§ **REQUIREMENTS**: Using the data below, repeat all of it precisely.

§ **DATA SUPPLIED**:
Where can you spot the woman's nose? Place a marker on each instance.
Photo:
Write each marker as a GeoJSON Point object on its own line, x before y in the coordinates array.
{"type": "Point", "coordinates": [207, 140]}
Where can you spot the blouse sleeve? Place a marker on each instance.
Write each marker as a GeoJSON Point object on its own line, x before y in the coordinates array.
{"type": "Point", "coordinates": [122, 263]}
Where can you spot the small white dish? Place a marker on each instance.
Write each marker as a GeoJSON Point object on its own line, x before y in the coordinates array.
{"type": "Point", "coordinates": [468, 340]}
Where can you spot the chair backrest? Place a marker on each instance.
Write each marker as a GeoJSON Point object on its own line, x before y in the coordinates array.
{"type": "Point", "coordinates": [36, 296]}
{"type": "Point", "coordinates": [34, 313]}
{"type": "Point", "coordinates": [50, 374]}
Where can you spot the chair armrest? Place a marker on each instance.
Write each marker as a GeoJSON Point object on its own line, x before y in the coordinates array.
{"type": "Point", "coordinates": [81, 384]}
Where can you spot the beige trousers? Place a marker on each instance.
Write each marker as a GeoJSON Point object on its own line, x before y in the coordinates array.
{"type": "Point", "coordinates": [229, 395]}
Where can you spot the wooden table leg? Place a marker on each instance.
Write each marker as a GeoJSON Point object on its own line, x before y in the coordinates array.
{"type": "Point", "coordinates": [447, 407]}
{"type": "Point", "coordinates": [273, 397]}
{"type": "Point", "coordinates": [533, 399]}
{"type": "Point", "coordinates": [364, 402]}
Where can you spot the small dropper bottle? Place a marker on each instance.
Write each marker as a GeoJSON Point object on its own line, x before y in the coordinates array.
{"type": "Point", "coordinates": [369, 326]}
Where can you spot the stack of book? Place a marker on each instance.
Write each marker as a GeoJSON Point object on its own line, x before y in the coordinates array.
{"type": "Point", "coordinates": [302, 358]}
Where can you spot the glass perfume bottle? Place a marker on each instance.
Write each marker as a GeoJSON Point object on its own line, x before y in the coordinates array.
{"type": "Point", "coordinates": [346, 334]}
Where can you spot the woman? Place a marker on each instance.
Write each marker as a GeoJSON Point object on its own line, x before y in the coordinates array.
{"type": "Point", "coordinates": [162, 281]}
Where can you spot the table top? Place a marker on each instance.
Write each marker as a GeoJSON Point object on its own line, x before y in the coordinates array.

§ **SOLUTION TO THE EXERCISE**:
Where can you spot the woman's nose? Place a marker on each instance.
Photo:
Write each marker as a GeoJSON Point object on its own line, x before y in the coordinates array.
{"type": "Point", "coordinates": [207, 140]}
Where can you spot the blouse sleeve? Place a marker on each instance.
Write each marker as a GeoJSON Point object on its own line, x before y in the coordinates array.
{"type": "Point", "coordinates": [122, 263]}
Where can you spot the small white dish? Place a marker on each instance.
Write each marker as a GeoJSON Point object on its own line, x before y in the coordinates array.
{"type": "Point", "coordinates": [468, 340]}
Where can you spot the chair backrest? Place a marker on each instance.
Write each marker as a GeoJSON Point object on its own line, x before y in the coordinates array.
{"type": "Point", "coordinates": [36, 296]}
{"type": "Point", "coordinates": [34, 313]}
{"type": "Point", "coordinates": [50, 374]}
Where can you spot the chair armrest? Place a marker on each instance.
Write each marker as a GeoJSON Point object on its own line, x before y in the coordinates array.
{"type": "Point", "coordinates": [81, 384]}
Where can you spot the beige trousers? Place a marker on each instance.
Write each marker as a GeoJSON Point object on its own line, x before y in the coordinates array.
{"type": "Point", "coordinates": [229, 395]}
Where can you spot the wooden table leg? Place a marker on each instance.
Write each marker as a GeoJSON Point object on its own line, x before y in the coordinates array.
{"type": "Point", "coordinates": [447, 407]}
{"type": "Point", "coordinates": [273, 397]}
{"type": "Point", "coordinates": [533, 399]}
{"type": "Point", "coordinates": [364, 402]}
Where can you spot the small dropper bottle? Place a marker on each instance.
Write each marker as a GeoJSON Point object on its own line, x before y in the coordinates array.
{"type": "Point", "coordinates": [369, 326]}
Where can you spot the stack of book? Place a marker on each instance.
Write each marker as a GeoJSON Point object on its own line, x before y in the coordinates array.
{"type": "Point", "coordinates": [302, 358]}
Where can you spot the glass perfume bottle? Place a marker on each instance.
Write each marker as a GeoJSON Point object on its own line, x before y in the coordinates array.
{"type": "Point", "coordinates": [346, 334]}
Where can you spot the woman? Place a marker on each instance.
Write each marker as a GeoJSON Point object on its own line, x before y in the coordinates array.
{"type": "Point", "coordinates": [162, 281]}
Where can you spot the table top? Place a marker on each instance.
Write each marker as a GeoJSON Point object on its own line, x before y in the coordinates array.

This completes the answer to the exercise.